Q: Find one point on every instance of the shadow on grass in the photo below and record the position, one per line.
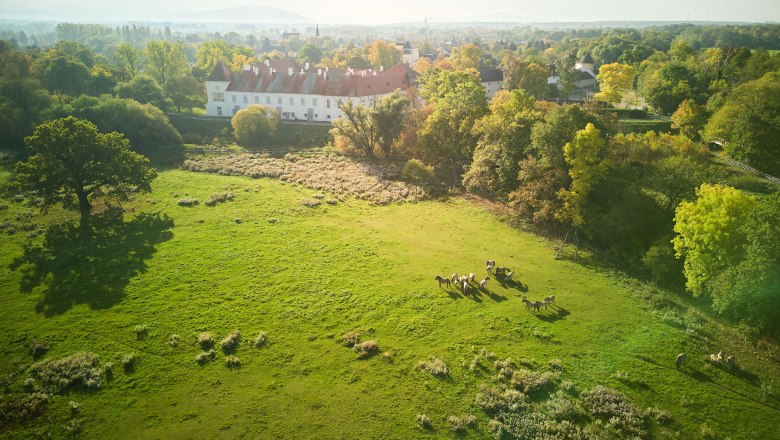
(552, 314)
(92, 262)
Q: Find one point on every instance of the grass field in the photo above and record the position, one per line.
(263, 262)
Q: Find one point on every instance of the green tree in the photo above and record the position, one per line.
(504, 138)
(383, 54)
(585, 157)
(129, 60)
(185, 92)
(749, 122)
(164, 61)
(530, 77)
(388, 116)
(144, 125)
(254, 125)
(458, 101)
(690, 119)
(71, 158)
(310, 53)
(356, 128)
(615, 80)
(144, 89)
(708, 233)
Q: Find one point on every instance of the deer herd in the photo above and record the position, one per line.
(464, 283)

PROBLEM DETAILS
Retype exactly, please, each line from the line that contains "Q: Find one point on every instance of the grass" through the last line of the entries above, with nothing added.

ANSWER FOR THE TASK
Q: Find one point on every instance of the grass field in the photo above and record the position, one per line.
(263, 262)
Q: Find one point on every instance of the green tree in the photo above and record the position, one per line.
(504, 138)
(383, 54)
(585, 157)
(129, 60)
(185, 92)
(749, 122)
(164, 61)
(530, 77)
(388, 116)
(144, 125)
(254, 125)
(458, 101)
(690, 119)
(71, 158)
(310, 53)
(356, 128)
(615, 80)
(144, 89)
(708, 233)
Q: Find one point on every instance of the deer herd in the photo above and record the position, one per line.
(464, 283)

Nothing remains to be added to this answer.